> [DIRECTIONS FOR THIS TASK] Write out the lines from the line containing "Each instance receives one keypoint. Mark the suit" through the final line of the listing below, exactly, omitting every other line.

> [Object location annotation data]

________________________________________

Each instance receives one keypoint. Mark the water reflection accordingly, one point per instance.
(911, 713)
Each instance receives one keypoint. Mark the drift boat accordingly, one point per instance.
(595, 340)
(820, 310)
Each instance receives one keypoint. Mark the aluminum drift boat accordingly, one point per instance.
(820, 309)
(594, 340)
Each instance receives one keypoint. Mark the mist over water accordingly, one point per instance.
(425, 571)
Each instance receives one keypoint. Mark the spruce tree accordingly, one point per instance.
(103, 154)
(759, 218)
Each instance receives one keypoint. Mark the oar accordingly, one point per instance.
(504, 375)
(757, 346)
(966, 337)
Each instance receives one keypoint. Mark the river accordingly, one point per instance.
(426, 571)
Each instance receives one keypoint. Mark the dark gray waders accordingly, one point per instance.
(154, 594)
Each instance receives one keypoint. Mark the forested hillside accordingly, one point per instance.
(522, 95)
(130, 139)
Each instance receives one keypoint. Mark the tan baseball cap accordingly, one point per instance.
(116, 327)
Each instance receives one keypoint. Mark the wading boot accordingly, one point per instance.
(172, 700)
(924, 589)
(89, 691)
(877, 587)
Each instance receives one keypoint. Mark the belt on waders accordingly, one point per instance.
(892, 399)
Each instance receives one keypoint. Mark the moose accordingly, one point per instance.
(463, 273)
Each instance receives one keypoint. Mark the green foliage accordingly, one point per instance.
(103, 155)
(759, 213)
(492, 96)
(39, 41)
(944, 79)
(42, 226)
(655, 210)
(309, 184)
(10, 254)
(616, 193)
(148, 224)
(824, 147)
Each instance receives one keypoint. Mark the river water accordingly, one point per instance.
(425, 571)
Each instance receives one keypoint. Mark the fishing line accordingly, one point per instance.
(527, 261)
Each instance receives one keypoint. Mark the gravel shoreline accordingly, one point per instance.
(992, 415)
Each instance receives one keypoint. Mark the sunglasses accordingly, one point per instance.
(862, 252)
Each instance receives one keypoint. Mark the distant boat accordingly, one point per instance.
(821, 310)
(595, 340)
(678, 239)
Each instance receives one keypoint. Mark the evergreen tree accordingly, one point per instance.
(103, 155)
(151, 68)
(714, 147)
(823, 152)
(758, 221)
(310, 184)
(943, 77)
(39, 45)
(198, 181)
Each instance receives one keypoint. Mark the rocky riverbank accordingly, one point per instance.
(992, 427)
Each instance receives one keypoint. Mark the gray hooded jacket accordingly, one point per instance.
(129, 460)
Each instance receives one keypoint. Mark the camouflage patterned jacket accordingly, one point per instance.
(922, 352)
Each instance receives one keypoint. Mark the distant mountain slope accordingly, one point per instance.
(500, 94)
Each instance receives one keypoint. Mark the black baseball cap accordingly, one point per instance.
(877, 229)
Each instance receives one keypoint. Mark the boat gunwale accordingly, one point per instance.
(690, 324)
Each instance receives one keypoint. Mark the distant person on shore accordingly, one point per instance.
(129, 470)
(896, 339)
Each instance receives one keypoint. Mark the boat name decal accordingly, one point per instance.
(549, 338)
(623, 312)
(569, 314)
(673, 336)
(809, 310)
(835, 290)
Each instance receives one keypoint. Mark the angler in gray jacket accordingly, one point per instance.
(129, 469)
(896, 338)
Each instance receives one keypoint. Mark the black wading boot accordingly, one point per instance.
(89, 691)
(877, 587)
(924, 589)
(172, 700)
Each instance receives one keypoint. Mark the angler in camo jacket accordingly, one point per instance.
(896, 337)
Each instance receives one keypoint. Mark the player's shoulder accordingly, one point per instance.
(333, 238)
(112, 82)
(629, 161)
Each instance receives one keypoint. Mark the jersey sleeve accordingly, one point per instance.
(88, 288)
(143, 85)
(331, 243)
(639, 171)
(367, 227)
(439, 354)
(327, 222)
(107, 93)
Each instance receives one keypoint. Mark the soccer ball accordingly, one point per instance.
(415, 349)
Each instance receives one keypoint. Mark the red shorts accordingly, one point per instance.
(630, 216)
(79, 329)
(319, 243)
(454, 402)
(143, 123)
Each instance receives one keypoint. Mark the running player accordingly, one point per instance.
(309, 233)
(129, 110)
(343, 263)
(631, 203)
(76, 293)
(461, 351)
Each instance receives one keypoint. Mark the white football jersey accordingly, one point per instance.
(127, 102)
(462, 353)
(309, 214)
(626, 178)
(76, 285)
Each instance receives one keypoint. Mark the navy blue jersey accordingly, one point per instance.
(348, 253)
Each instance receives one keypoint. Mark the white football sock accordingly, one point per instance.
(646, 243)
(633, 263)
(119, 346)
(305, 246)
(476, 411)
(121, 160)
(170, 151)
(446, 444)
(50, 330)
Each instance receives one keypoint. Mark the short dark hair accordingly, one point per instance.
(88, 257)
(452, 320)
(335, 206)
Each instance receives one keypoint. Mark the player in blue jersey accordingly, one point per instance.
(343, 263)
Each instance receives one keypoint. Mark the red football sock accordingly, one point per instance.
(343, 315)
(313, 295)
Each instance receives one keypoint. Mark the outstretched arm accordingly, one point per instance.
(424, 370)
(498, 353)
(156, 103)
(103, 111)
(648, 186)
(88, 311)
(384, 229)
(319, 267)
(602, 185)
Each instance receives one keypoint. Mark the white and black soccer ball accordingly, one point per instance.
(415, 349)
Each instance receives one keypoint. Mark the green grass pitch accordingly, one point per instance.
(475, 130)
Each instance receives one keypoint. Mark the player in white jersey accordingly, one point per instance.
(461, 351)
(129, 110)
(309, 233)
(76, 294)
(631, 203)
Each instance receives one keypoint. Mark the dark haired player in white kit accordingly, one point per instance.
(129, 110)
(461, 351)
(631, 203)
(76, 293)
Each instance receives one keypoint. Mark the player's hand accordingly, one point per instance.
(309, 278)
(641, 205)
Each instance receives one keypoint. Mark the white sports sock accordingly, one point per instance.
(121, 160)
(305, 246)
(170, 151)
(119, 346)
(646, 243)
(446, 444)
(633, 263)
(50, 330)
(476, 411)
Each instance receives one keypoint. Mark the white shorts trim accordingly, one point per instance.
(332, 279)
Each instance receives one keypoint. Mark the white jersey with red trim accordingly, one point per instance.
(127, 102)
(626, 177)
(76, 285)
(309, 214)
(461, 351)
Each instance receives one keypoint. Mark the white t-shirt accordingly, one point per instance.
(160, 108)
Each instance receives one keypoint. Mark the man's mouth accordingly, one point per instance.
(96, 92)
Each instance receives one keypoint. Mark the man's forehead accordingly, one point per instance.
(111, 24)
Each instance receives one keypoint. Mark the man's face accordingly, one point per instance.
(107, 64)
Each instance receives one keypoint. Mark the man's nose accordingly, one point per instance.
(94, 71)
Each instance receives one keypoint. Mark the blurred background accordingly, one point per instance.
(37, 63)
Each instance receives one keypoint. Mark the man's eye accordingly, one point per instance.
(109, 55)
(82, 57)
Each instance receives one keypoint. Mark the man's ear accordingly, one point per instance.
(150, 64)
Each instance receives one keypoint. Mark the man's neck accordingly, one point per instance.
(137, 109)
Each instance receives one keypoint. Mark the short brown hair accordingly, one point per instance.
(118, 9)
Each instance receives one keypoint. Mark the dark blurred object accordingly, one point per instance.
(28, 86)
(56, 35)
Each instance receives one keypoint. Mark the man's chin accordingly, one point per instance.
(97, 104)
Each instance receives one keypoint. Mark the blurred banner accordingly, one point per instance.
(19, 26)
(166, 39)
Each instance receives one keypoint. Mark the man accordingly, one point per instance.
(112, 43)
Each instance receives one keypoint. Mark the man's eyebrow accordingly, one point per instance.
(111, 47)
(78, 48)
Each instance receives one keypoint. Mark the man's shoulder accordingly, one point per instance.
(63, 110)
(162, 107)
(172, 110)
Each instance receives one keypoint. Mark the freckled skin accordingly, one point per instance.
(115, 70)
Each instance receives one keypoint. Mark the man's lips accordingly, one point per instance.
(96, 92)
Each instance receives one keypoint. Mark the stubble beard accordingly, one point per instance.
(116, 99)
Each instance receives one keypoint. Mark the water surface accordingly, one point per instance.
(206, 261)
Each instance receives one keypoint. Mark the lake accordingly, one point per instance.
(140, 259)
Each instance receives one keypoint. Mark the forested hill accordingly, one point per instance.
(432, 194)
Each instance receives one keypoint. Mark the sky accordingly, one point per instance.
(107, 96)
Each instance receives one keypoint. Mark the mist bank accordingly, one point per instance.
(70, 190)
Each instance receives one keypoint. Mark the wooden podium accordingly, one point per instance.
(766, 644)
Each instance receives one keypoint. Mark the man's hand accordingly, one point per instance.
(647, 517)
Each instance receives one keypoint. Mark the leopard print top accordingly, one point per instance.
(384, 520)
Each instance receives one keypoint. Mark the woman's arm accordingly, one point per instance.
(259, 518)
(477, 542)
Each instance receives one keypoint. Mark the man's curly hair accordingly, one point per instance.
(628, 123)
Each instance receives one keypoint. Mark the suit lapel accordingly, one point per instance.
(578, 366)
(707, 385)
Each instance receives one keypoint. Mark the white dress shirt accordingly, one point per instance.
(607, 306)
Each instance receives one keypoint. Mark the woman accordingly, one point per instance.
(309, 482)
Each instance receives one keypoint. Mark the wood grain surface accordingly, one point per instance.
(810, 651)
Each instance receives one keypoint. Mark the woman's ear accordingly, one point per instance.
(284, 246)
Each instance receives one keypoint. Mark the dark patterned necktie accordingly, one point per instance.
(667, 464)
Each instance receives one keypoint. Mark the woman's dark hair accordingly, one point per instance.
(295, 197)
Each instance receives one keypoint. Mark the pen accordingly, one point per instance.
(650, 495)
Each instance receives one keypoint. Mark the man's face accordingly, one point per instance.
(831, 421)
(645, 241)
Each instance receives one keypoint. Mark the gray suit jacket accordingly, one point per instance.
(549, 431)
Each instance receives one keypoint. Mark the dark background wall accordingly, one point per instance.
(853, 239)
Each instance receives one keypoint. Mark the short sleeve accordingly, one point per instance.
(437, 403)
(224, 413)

________________________________________

> [CORRECT RESPONSE]
Each instance receives one keypoint. Mark the suit lapel accordingly, one point per instance.
(578, 366)
(707, 385)
Each instance receives one keypoint. Mark the white dress shirt accordingly, one point per instance.
(607, 306)
Each instance receives one keypoint. Mark the woman accordingly, one point per instance.
(309, 482)
Each instance receives one keypoint. Mark the wood grain surface accordingly, one point per instance.
(810, 651)
Each instance receives one keypoint. Mark the woman's ear accordingly, one point per instance.
(284, 246)
Each instance receives one keypoint. Mark the dark patterned necktie accordingly, one point per instance.
(667, 464)
Each instance receives one keypoint. Mark the woman's dark hair accordingly, one point per instance.
(295, 197)
Each instance receives one keypoint. Mark the pen accordingly, one point per instance.
(650, 495)
Each instance receives one keypoint. Mark the man's face accordingly, one point per instance.
(831, 421)
(645, 241)
Each instance receives one keypoint. Mark the gray suit jacket accordingly, one point per instance.
(549, 431)
Each instance receives one keypoint. Mark the dark background wall accordingly, one point per instance.
(853, 239)
Each instance receives one keypoint. Mark the short sleeve accordingly, one point per instance.
(437, 403)
(224, 413)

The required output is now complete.